__TASK GOAL__: Rewrite all of the material below, replacing "Target" with "Object" and keeping everything else unchanged. Omit the pictures from your version.

__DATASET EXTRACT__:
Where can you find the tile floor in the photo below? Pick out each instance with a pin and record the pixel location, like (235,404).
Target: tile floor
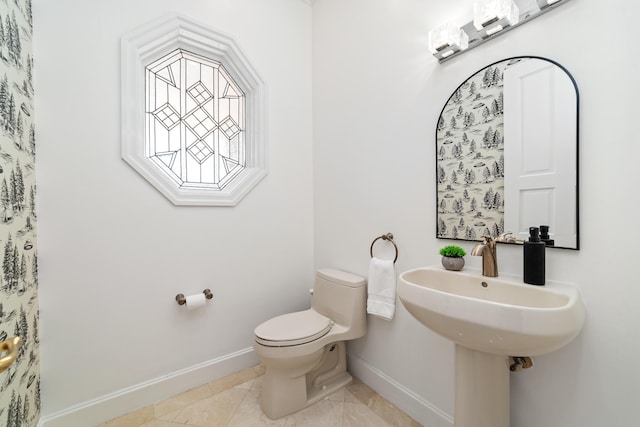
(233,401)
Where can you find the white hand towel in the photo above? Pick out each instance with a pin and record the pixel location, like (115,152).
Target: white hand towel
(381,301)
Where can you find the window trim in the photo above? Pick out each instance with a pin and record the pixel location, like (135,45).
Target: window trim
(150,42)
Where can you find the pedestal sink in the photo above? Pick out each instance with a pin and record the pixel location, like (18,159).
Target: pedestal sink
(490,319)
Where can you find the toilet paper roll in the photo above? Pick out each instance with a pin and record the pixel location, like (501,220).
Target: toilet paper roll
(195,301)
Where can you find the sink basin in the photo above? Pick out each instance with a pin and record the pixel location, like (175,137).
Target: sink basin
(496,315)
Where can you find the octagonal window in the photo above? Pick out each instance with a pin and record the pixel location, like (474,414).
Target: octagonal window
(198,134)
(194,120)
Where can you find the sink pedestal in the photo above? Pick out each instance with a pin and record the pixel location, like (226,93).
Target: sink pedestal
(482,389)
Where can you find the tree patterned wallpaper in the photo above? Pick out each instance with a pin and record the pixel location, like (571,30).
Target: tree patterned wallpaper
(20,384)
(470,157)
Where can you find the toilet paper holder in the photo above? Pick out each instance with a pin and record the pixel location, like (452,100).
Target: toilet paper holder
(182,300)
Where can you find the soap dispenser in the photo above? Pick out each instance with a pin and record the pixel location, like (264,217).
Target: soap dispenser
(544,235)
(534,254)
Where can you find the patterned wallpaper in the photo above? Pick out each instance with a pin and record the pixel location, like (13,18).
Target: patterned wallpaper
(470,158)
(20,384)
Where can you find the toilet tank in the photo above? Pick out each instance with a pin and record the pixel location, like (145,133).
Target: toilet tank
(342,297)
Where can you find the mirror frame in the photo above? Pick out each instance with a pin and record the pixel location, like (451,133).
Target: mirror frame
(577,147)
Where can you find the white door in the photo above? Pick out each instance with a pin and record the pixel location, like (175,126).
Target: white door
(540,125)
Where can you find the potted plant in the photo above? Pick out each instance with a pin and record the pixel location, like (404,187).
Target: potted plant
(452,257)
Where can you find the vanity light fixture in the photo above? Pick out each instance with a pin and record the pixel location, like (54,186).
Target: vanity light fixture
(494,15)
(446,40)
(491,19)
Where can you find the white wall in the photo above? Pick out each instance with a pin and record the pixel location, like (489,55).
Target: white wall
(377,95)
(114,252)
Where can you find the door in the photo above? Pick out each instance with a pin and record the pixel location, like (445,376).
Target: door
(540,150)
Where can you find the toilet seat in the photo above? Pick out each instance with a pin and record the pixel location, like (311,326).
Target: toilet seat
(293,329)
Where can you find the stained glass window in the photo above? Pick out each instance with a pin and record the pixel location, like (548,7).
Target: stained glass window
(194,121)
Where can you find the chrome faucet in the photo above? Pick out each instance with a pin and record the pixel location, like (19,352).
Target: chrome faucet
(487,249)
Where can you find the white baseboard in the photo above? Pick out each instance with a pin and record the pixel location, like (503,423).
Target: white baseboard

__SOLVED EXERCISE__:
Where can you find the tile floor in the photo below? Pick out each instance with a pin and record the pixel location, like (235,404).
Object: tile floor
(233,401)
Where can you find the white hand towel in the photo above? Pick out each instance with a pin and record the pixel location, like (115,152).
Object: white hand towel
(381,301)
Where can you find the window trim in the photo above? Pick out each instance with a pin and record the pixel location, like (135,45).
Object: window trim
(150,42)
Where can you find the pedestal sink in the photo above? Pick out each instance with a pin and record the pixel location, like (18,159).
Object: pedestal sink
(490,319)
Where can you find the toilet paper roll in the photo above? Pick out each instance with a pin and record the pixel location, like (501,220).
Object: toilet paper roll
(195,301)
Where can you find the sink basin in the photo above? Pick out each instance with a pin and record the pixel location, like (175,137).
Object: sink basin
(496,315)
Where can you find the octagonal window in the photo above? Pick out each instance with a pin and record the pixel location, like (474,414).
Object: octagonal window
(198,134)
(194,120)
Where can you find the sink pedestal in the photo above? Pick out each instance with a pin and record the pixel location, like (226,93).
Object: sink pedestal
(482,389)
Where can you find the tree patterned wallpaper in the photo above? Pick out each instance with a pin and record the pixel location, like (571,30).
Object: tree patterned wallpaper
(20,384)
(470,157)
Where can you find the toilet paper holder in the photo above? Pick out each instance with a pin and record the pixel location, like (452,100).
Object: toilet paper holder
(182,300)
Where can you find the soap dispenser in the photo above? Pick out each instance with a pin and record the pixel location, like (264,217).
Object: soap dispenser
(544,235)
(534,254)
Where can you find the patterned wallpaper in the photo above? Pick out each instance with a pin and record the pixel location, like (13,18).
Object: patterned wallpaper
(470,158)
(20,384)
Where can you find the toilet tank in the photo above? Pick out each instance with a pin and record the pixel location, like (145,133).
Object: toilet tank
(342,297)
Where can you find the mirror frame in the photo above? Pick out each instance with a pin and record the pixel location, like (451,133).
Object: mirror frame
(577,147)
Where can you find the white door in the photo above? Pick out each instance with a pin and record the pixel location, like (175,126).
Object: white door
(540,125)
Where can you find the potted plant in the photo above? Pick out each instance with a pin and record the pixel location, like (404,187).
Object: potted plant
(452,257)
Where can you find the vanity light fixture in the photo above? Pick out each instance with a pin and record the pixel location, like (54,186).
Object: vanity light fixture
(494,15)
(446,40)
(491,19)
Where can you find the white wall in the photo above? Pick out each instance with a pin and record the pixel location, like (489,55).
Object: white wall
(377,95)
(114,252)
Where can you find the door in the photo above? Pick out each instance with a pin and record the pixel location, like (445,376).
Object: door
(540,150)
Where can you find the toilet seat in the photo above? Pick out each instance with a pin and record the pixel location, like (311,326).
Object: toilet seat
(293,329)
Where can you find the stained glass window in the photo above? Pick out each instance with a pin and record the pixel location, like (548,7).
Object: stained glass window
(194,121)
Where can you find the chrome faucet in the photo above? Pick out each instance with a pin and record the pixel location, like (19,352).
Object: chrome faucet
(487,249)
Where can you find the white baseboard in the photo above? Pick out each instance with a pin and record the pixel location, like (503,423).
Object: white baseboard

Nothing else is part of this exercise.